■ Short task: Everything from the line holding "In this practice step, locate the dirt lot" through the last line below must be repeated exactly, and nothing else.

■ Records shown:
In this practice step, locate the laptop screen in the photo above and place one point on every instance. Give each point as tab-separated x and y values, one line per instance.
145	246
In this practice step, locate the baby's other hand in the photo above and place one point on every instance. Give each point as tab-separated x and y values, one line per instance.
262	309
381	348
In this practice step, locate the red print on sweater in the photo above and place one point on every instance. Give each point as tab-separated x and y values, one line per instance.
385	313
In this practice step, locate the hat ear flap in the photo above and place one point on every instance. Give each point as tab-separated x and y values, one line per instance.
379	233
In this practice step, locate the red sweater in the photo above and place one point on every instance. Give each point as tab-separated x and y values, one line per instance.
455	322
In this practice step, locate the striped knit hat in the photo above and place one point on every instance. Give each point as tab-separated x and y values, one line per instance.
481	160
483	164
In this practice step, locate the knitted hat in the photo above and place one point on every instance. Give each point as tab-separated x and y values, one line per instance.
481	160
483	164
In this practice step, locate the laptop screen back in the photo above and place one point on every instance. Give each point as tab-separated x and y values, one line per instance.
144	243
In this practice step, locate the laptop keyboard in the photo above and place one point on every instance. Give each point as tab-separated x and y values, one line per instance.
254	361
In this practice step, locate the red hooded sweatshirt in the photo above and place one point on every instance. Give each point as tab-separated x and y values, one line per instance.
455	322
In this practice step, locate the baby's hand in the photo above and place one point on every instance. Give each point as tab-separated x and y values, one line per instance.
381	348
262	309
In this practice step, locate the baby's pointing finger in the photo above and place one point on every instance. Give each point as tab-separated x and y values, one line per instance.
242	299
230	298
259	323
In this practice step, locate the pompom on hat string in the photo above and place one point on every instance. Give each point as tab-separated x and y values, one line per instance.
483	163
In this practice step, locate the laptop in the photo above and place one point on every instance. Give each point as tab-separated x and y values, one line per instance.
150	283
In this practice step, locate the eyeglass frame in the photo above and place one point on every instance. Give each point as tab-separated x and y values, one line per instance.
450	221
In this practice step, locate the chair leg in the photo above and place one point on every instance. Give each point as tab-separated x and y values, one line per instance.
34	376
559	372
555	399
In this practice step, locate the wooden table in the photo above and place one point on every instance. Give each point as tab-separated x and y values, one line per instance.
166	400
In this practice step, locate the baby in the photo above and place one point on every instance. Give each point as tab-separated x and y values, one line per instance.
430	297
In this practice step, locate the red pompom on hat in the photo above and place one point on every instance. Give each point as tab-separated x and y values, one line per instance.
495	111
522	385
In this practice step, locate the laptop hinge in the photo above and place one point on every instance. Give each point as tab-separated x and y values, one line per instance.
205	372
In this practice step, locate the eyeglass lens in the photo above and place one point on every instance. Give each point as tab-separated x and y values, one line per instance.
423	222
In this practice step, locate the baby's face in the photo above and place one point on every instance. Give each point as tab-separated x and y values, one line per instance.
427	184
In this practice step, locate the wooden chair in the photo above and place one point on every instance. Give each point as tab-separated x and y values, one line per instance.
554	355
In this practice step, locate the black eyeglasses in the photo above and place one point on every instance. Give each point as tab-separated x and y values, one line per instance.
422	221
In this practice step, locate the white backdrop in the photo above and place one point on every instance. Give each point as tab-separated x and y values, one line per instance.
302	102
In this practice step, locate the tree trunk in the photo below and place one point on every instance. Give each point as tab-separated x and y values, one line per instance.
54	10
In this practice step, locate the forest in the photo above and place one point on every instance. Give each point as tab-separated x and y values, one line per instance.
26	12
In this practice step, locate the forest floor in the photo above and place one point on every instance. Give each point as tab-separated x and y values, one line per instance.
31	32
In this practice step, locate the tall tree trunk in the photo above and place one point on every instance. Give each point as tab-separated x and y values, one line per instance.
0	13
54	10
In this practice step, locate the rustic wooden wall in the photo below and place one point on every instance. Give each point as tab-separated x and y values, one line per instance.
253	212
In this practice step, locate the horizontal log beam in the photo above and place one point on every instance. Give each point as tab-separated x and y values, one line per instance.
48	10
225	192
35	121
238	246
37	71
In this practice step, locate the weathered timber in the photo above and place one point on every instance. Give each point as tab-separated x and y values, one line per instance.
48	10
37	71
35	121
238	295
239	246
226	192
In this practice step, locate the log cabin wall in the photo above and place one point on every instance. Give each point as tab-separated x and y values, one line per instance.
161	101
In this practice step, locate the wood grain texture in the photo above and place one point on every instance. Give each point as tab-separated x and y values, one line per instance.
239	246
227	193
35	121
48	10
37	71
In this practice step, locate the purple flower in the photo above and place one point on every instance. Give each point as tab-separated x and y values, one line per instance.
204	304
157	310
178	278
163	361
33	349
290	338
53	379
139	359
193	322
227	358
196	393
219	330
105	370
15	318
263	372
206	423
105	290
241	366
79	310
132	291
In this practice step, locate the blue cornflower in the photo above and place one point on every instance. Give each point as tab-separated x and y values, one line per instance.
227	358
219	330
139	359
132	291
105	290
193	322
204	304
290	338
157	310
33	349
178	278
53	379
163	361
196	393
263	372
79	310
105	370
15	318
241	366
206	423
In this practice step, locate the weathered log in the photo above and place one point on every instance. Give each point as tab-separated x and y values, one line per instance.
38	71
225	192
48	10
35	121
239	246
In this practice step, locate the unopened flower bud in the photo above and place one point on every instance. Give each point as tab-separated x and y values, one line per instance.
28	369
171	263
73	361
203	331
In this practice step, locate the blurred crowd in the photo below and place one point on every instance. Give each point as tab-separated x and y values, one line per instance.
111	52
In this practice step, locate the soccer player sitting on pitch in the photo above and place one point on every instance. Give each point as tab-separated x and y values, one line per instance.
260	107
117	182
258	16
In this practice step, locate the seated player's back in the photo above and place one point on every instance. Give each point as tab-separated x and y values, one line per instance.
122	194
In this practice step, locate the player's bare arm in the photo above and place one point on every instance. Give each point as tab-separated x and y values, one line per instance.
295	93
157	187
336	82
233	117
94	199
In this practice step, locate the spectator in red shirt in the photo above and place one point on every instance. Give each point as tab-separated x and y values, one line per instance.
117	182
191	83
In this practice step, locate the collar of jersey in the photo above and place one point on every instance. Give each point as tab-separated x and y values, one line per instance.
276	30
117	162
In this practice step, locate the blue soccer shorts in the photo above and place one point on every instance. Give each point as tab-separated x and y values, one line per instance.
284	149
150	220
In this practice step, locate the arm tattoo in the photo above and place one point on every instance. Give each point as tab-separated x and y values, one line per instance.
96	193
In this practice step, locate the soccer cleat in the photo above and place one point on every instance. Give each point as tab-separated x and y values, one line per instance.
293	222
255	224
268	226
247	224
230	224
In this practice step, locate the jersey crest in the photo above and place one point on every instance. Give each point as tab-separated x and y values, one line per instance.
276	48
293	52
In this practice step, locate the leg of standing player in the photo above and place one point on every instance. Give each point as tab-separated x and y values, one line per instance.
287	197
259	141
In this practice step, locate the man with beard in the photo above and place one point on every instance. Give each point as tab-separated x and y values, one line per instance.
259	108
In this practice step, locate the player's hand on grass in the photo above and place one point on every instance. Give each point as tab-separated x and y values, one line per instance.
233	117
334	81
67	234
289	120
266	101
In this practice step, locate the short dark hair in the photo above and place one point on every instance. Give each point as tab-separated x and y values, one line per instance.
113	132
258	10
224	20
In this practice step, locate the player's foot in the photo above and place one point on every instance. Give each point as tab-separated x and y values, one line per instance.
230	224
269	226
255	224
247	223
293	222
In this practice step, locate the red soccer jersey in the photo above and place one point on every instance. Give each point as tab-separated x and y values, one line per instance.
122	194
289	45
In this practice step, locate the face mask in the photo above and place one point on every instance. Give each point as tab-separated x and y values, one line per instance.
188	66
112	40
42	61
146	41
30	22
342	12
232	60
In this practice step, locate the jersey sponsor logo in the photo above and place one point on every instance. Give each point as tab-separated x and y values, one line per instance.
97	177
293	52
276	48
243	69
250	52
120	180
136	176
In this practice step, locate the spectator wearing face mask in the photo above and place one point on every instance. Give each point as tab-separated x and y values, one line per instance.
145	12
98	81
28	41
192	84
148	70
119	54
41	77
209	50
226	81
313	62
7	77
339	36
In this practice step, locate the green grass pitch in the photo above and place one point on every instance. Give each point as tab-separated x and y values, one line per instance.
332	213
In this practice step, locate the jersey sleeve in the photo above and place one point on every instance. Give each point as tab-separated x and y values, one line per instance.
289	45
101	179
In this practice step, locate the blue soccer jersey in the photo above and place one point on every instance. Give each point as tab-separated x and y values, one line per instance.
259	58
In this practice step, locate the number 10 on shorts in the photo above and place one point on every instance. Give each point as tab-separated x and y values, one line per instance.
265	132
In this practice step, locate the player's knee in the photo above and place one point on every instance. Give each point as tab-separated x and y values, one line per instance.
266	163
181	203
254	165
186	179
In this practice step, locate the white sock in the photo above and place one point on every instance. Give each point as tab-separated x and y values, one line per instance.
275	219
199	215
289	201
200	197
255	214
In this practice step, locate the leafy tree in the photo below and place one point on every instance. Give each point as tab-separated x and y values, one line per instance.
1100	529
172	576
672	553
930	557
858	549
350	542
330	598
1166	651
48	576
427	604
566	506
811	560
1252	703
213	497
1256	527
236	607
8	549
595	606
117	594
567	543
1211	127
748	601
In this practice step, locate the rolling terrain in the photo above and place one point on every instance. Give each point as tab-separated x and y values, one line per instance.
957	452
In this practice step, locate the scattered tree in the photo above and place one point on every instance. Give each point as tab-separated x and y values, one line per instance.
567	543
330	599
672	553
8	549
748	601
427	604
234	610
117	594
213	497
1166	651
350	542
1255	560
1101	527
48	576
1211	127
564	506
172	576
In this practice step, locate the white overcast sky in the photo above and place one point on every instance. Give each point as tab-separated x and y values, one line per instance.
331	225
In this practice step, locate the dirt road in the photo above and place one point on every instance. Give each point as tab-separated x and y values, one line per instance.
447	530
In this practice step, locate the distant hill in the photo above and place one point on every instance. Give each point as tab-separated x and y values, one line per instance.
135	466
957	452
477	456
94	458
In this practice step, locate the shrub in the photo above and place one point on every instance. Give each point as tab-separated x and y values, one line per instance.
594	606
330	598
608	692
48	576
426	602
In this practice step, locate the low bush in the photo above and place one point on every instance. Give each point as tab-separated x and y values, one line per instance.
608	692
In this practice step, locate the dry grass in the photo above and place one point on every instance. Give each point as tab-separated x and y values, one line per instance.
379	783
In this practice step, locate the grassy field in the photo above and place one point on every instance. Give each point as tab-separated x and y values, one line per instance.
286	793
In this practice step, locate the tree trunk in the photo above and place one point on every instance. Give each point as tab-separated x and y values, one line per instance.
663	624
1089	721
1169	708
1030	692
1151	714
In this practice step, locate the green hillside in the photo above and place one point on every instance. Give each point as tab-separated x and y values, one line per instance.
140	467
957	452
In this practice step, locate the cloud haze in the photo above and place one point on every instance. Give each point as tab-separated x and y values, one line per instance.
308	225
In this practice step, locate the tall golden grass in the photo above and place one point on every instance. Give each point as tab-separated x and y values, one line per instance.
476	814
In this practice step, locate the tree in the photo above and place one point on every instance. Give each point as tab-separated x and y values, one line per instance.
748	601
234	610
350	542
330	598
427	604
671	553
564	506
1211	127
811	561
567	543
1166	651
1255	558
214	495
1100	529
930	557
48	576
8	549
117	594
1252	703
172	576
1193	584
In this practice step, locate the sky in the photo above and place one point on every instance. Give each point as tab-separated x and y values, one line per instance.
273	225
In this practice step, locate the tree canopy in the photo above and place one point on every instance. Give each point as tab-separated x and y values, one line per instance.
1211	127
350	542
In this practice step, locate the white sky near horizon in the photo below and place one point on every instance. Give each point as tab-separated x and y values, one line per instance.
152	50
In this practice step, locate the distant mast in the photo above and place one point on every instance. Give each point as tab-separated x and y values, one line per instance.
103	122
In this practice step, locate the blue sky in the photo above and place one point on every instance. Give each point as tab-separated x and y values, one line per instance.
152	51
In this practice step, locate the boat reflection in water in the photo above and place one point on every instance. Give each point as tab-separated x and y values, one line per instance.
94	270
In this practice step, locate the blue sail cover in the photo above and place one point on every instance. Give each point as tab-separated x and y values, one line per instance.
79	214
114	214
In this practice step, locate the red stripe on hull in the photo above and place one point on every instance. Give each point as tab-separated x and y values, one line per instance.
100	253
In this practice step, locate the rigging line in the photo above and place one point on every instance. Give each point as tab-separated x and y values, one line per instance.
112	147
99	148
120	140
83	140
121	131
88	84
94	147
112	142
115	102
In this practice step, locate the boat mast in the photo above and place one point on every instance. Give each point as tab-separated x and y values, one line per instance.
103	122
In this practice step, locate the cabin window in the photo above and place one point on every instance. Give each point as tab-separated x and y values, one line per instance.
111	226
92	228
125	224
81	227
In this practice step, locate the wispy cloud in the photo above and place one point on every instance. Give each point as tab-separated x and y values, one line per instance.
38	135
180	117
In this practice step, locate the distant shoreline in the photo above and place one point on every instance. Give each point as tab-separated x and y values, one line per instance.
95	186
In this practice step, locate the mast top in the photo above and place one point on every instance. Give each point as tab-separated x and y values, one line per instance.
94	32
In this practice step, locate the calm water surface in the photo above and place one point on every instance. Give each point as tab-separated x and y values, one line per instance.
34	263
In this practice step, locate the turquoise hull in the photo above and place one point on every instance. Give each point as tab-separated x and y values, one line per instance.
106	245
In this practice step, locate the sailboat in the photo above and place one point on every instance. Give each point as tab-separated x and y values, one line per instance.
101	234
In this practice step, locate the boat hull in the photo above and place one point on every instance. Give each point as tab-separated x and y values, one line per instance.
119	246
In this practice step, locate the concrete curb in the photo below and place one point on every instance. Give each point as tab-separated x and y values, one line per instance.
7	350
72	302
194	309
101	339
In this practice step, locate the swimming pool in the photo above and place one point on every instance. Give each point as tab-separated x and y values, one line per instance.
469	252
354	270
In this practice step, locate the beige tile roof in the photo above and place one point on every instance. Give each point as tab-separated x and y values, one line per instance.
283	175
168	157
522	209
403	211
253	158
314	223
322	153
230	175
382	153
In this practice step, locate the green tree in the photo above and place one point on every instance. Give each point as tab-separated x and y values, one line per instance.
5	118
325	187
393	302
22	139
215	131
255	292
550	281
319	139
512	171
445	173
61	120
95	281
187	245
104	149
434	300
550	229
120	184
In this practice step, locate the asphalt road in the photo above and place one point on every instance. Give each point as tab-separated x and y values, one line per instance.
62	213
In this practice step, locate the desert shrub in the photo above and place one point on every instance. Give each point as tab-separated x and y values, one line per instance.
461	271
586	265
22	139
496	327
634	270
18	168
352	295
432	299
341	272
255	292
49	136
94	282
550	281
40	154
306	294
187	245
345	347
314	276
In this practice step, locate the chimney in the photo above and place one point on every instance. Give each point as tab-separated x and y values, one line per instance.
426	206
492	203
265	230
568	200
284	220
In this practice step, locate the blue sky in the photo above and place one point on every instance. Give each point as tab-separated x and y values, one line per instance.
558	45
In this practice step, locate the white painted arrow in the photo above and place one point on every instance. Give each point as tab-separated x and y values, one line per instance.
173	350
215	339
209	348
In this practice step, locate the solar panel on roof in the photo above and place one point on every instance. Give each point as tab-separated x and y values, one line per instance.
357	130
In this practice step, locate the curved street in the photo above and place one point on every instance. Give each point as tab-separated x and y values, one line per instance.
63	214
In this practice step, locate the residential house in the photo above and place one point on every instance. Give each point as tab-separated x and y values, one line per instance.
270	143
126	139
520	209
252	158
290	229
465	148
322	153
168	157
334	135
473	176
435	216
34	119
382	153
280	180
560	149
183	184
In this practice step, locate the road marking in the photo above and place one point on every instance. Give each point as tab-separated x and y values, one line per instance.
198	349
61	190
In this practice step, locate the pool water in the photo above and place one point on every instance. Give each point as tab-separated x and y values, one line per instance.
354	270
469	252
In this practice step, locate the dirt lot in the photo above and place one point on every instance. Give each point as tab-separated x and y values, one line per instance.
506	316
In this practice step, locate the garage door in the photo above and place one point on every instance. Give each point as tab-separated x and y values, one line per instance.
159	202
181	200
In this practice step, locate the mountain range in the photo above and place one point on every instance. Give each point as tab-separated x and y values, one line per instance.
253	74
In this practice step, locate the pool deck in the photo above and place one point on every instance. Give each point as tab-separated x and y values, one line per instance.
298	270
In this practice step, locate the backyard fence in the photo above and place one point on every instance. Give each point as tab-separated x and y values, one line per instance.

■ Problem solution:
In this practice step, locate the dirt lot in the photo above and place one point on every instance. Give each point as tab-separated x and y values, one line per instance.
506	316
In this practice step, locate the garage door in the photo above and place one point on every instance. Give each point as tab-separated x and y values, one line per instance.
159	202
181	200
In this practice step, locate the mountain range in the photo above and place one point on every instance. Give each point as tab-separated x and y values, one line per instance.
253	74
In this practice step, locate the pool deck in the photo above and place one point on every instance. Give each point as tab-separated x and y values, one line per instance.
298	270
In this practice step, locate the backyard fence in the photo above and place one point on every instance. Give each point as tab-separated x and y values, one line per instance.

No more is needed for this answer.